*** Opening DATASET RECORDS ***

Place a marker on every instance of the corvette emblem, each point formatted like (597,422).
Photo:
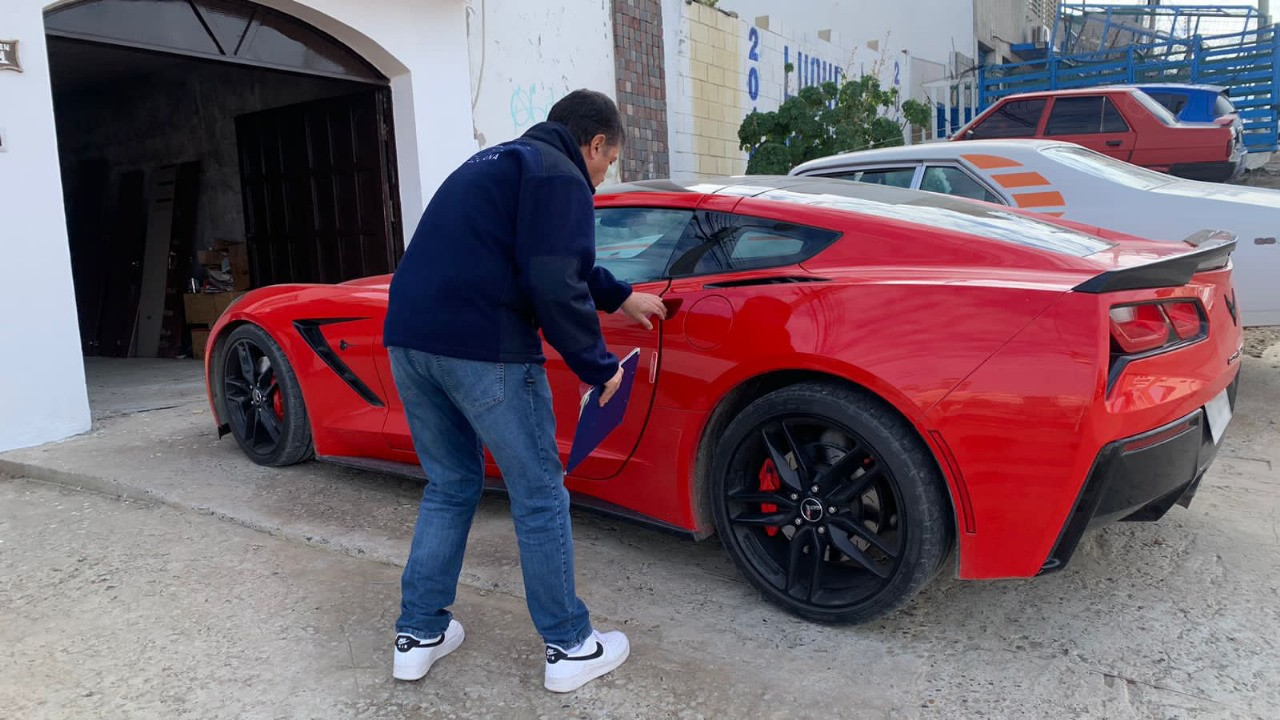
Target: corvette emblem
(1230,308)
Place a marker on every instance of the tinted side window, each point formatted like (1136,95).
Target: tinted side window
(896,177)
(1018,118)
(720,242)
(1173,101)
(1084,115)
(954,181)
(635,244)
(1111,118)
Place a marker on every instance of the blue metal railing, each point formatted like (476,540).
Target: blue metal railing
(1249,69)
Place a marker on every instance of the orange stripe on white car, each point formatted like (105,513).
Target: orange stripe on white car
(1041,194)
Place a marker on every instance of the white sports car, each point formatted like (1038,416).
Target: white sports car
(1075,183)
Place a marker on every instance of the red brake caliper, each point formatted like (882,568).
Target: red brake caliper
(769,481)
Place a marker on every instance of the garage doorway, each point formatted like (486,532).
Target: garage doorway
(199,136)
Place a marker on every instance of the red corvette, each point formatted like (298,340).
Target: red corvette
(853,381)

*** Closing DATASET RECORDS ***

**TRY IT:** Nothing but the lines from the one holding "Target: garage doorway" through the end of the listing above should appear, each exactly as given.

**SOLVED EXERCISE:**
Target: garage doorway
(199,136)
Place a marker on every instance of the red corvette, each point formatted like (298,340).
Target: red corvette
(853,381)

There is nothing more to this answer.